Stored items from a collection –
↓
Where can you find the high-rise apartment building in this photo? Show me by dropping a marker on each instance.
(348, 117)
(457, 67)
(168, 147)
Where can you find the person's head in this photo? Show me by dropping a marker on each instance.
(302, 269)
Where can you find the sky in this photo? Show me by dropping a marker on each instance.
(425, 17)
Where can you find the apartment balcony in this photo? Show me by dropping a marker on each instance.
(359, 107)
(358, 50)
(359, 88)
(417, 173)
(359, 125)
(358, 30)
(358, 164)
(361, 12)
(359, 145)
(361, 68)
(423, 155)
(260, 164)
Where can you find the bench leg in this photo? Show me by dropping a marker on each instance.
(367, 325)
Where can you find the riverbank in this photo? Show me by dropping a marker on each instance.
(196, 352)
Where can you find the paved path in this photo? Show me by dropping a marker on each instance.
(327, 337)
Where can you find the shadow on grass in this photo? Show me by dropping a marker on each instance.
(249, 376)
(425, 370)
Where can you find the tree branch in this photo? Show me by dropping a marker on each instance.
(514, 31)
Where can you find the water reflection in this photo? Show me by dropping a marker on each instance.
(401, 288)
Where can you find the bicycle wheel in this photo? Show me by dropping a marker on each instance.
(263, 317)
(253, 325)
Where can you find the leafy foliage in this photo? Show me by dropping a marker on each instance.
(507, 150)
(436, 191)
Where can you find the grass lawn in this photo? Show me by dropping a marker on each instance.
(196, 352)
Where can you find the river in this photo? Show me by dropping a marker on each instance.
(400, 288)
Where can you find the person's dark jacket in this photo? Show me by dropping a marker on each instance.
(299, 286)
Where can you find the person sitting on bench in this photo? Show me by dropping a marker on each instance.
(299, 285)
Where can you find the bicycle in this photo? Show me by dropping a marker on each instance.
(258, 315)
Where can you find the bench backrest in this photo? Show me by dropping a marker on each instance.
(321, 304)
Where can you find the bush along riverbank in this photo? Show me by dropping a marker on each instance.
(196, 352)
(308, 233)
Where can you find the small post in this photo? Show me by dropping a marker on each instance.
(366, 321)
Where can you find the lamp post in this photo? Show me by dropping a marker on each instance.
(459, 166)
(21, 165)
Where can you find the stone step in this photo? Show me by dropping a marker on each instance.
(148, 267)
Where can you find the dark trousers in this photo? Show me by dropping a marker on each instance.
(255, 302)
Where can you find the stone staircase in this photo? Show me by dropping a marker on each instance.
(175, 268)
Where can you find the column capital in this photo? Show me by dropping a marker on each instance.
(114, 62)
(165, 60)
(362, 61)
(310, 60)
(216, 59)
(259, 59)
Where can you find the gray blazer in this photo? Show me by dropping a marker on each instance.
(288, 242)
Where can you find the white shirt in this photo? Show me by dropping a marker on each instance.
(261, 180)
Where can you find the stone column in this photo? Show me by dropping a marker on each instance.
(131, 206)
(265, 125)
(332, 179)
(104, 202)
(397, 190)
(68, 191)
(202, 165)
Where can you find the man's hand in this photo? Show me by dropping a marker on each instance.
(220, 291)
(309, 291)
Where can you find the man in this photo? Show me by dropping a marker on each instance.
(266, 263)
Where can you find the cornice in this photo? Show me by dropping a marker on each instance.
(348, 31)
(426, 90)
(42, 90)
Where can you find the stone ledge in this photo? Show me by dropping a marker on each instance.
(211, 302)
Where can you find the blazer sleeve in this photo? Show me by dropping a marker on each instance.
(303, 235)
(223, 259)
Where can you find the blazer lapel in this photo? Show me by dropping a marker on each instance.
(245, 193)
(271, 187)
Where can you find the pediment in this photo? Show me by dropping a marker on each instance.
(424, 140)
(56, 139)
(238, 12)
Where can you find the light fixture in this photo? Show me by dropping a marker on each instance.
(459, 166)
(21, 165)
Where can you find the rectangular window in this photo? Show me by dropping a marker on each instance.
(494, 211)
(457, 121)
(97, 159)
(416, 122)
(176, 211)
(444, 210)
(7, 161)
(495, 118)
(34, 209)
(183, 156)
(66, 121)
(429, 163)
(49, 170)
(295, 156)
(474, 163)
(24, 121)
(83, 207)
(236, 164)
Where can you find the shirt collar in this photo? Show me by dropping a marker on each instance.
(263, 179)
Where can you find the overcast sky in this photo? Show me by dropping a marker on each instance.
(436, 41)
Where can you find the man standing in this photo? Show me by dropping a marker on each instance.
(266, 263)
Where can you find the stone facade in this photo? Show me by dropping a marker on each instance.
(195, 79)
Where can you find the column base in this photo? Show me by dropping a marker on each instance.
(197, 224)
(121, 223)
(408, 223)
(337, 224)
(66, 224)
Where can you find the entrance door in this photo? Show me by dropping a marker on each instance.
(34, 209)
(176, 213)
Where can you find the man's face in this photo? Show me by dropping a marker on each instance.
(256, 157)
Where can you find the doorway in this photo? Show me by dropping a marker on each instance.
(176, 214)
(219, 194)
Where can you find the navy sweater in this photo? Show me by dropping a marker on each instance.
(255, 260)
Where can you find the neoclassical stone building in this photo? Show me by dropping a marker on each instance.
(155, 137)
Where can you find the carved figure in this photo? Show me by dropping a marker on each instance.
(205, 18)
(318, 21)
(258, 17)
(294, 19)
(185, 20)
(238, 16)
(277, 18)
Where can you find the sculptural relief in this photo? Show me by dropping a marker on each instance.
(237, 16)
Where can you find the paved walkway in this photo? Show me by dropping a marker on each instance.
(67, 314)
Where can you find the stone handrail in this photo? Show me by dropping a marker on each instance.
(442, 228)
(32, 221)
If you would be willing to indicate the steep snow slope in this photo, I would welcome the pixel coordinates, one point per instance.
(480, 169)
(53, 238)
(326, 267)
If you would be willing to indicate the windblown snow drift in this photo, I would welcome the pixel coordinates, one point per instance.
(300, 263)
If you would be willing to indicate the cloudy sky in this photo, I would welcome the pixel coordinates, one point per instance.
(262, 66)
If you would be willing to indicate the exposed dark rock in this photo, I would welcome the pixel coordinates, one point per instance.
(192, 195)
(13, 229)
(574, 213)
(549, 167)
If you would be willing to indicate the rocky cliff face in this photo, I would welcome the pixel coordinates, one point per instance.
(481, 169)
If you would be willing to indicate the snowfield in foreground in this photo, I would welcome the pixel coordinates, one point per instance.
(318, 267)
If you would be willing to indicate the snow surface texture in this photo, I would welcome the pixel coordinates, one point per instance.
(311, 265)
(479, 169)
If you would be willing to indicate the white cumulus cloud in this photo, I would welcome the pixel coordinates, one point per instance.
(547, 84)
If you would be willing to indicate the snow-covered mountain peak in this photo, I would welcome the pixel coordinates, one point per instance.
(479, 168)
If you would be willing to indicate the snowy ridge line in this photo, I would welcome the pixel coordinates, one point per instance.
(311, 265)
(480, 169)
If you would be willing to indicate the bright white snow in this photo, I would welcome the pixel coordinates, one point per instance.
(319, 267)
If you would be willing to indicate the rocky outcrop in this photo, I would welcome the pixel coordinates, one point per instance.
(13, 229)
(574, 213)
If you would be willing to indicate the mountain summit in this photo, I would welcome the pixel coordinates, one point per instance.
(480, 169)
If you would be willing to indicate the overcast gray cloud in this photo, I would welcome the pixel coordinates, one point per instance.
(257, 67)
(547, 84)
↑
INSTRUCTIONS TO FOLLOW – Your task is to retype all of the records exactly.

COMPLETED EXERCISE –
Where can you find the high-rise apartment building in this photo? Show me by dropping a marker on each instance.
(348, 117)
(457, 67)
(168, 147)
Where can you find the person's head in this photo? Show me by dropping a marker on each instance.
(302, 269)
Where can you find the sky in this photo? Show me by dropping a marker on each instance.
(425, 17)
Where can you find the apartment balcony in this photo? Show me by dropping a marker on each instance.
(359, 107)
(358, 50)
(359, 88)
(417, 173)
(359, 125)
(358, 30)
(358, 164)
(361, 12)
(359, 145)
(361, 68)
(423, 155)
(260, 164)
Where can you find the bench leg in this photo? Show me by dropping a marker on each instance.
(367, 325)
Where can you find the riverbank in this photo? Show me by dropping a marker on each instance.
(196, 352)
Where can you find the paved path in this photo? Show me by dropping a marker on each instance.
(327, 337)
Where can you find the shadow on grass in this photo? Show me by dropping a marker on each instance.
(249, 376)
(425, 370)
Where can you find the tree branch in this photo? Show me by dropping a marker on each instance.
(514, 31)
Where can you find the water reflection in this photo? Show me by dropping a marker on each instance.
(401, 288)
Where can you find the bicycle wheel in this photo? Show me by dropping a marker on each instance.
(263, 317)
(253, 325)
Where can you find the leafy foliage in this photo? Show me by dropping a marker on each instance.
(507, 150)
(436, 191)
Where can you find the grass lawn in this photo? Show me by dropping a marker on each instance.
(196, 352)
Where can you find the river in this photo? Show me by dropping a marker on each instance.
(400, 288)
Where can you find the person's dark jacket in this photo? Show me by dropping a marker on each instance.
(299, 286)
Where can you find the person sitting on bench in this photo? Show me by dropping a marker on each instance.
(299, 285)
Where can you find the bicycle in this photo? Show me by dropping a marker on each instance.
(258, 315)
Where can you find the bench backrest in this photo? Show me by dropping a marker on each instance.
(321, 304)
Where can you find the bush along riverbank in this photo? Show me by dropping a marker on each instance.
(196, 352)
(308, 233)
Where can you find the small post in this photo? Show me by dropping a marker on each instance.
(366, 321)
Where can you find the lamp post in this photo? Show me by dropping a marker on each instance.
(459, 166)
(21, 165)
Where can you find the stone step in this photo? Show me by dropping a marker on each instance.
(148, 267)
Where can you find the dark trousers in this photo? Show me by dropping a marker on each instance.
(255, 302)
Where can you find the stone staircase in this photo? Show me by dropping a marker on each instance.
(175, 268)
Where can you find the column capital in this photo? Show me by dropping a marker on each instance.
(114, 62)
(165, 60)
(362, 61)
(310, 60)
(216, 59)
(259, 59)
Where can you find the gray blazer in this photo? Show me by dropping a marker on each instance.
(288, 242)
Where can you find the white shirt in this photo? Show me by dropping a marker on each instance.
(261, 180)
Where can you find the stone column in this photo? Show me by dropping a marker on each instance.
(131, 206)
(265, 125)
(332, 179)
(104, 202)
(397, 190)
(68, 191)
(202, 165)
Where can you find the man's hand in this photo? Show me by dropping a marker on each instance.
(220, 291)
(309, 291)
Where can you find the man in this photo? Show me by dropping a marker on each instance.
(266, 263)
Where can you find the cornice in this photo? Show me by dropping a marker on each instance.
(348, 31)
(426, 90)
(42, 90)
Where can you find the stone ledge in this photo? Show me by dropping a marker on each instance.
(211, 302)
Where can you find the blazer sleeve in this photo? Show me by dropping a marker on each instance.
(303, 235)
(223, 259)
Where can you find the blazer lapel in this photo? Show me by dropping a marker on each instance.
(245, 193)
(271, 187)
Where can you find the pediment in this photo? Show me by dropping a marker on each instance.
(424, 140)
(56, 139)
(238, 12)
Where can you find the light fixture in this photo? Show me by dropping a marker on each instance.
(459, 166)
(21, 165)
Where can you find the rectangular window in this photo? Show me by dropping a marker on each instance.
(494, 211)
(457, 121)
(97, 159)
(416, 122)
(176, 211)
(444, 210)
(7, 161)
(495, 118)
(34, 209)
(183, 156)
(66, 121)
(429, 163)
(49, 170)
(295, 156)
(474, 163)
(24, 121)
(83, 207)
(236, 164)
Where can you find the shirt collar in this photo? Show me by dropping a marker on each instance.
(263, 179)
Where can you find the overcast sky in this photo? Show me by dropping a marker on each instance.
(436, 41)
Where can you find the man standing in this photo? Show me by dropping a marker on each instance.
(266, 263)
Where can you find the stone facade in this photo? Show me by dropping a marker on each instance.
(195, 79)
Where can you find the column base in this photo? Show me by dropping a marker on each instance.
(197, 224)
(121, 223)
(408, 223)
(337, 224)
(66, 224)
Where can you find the entrance door in this photo? Show me by dropping a marker on each instance.
(34, 209)
(176, 213)
Where can you find the man's face in this photo? Show me by dropping a marker on each instance.
(256, 157)
Where can you find the doorway in this photo? Show me by dropping a marker on each instance.
(176, 214)
(219, 194)
Where can you find the navy sweater in this photo? Show me by dropping a marker on each instance.
(255, 260)
Where can you find the neoclassical stone building in this photo? Show me by dropping a marker on each instance.
(155, 137)
Where can you find the carved figure in this photo? Show me by dropping a marker on each instance.
(205, 18)
(318, 21)
(258, 17)
(294, 19)
(185, 20)
(238, 16)
(277, 18)
Where can you find the sculptural relief in this photo? Show me by dropping a marker on each instance.
(237, 16)
Where can you find the paved walkway in this photo? Show me by dropping a marker on each instance.
(67, 314)
Where can you find the stone handrail in this photo? Show me by dropping a marker on each instance.
(442, 228)
(32, 221)
If you would be willing to indicate the steep snow slope in this photo, I would welcome the pixel coordinates, one point per instance.
(480, 169)
(53, 238)
(326, 267)
If you would be willing to indicate the windblown snow drift in this photo, I would welcome the pixel coordinates, one point per instance.
(300, 263)
If you would be willing to indicate the cloudy sky in this photo, I would welcome the pixel coordinates, one point per instance.
(262, 66)
If you would be willing to indicate the exposed dark rock in this photo, I would welcome the pixel coordinates, one point per instance.
(192, 195)
(13, 229)
(574, 213)
(549, 167)
If you would be willing to indicate the rocky cliff face in this photo, I would welcome the pixel coordinates, one point per instance.
(481, 169)
If you would be willing to indicate the snowfield in foreground in this photo, I would welcome the pixel coordinates, one point per instance.
(318, 267)
If you would be willing to indicate the snow surface texture in this photo, I would welcome the pixel coordinates, one point per instance.
(311, 265)
(479, 169)
If you would be willing to indicate the white cumulus cloud in this photo, I would welcome the pixel coordinates, one point per instance.
(547, 84)
If you would be willing to indicate the snow-covered mountain peak in this photo, I would welcome the pixel coordinates, one point per instance.
(479, 168)
If you would be willing to indicate the snowy ridge line in this photo, I would welcome the pixel coordinates, one point per instance.
(311, 265)
(480, 169)
If you would be willing to indicate the bright white snow in this photo, I would welcome the pixel coordinates, one point per instance.
(319, 267)
If you would be willing to indicate the rocky outcrop in this photo, I would welcome the pixel coordinates, one point per instance.
(13, 229)
(574, 213)
If you would be willing to indicate the mountain summit in this photo, I would welcome the pixel coordinates, one point per instance.
(480, 169)
If you would be willing to indicate the overcast gray cloud in this photo, I would welcome the pixel coordinates, one point per instance.
(257, 67)
(547, 84)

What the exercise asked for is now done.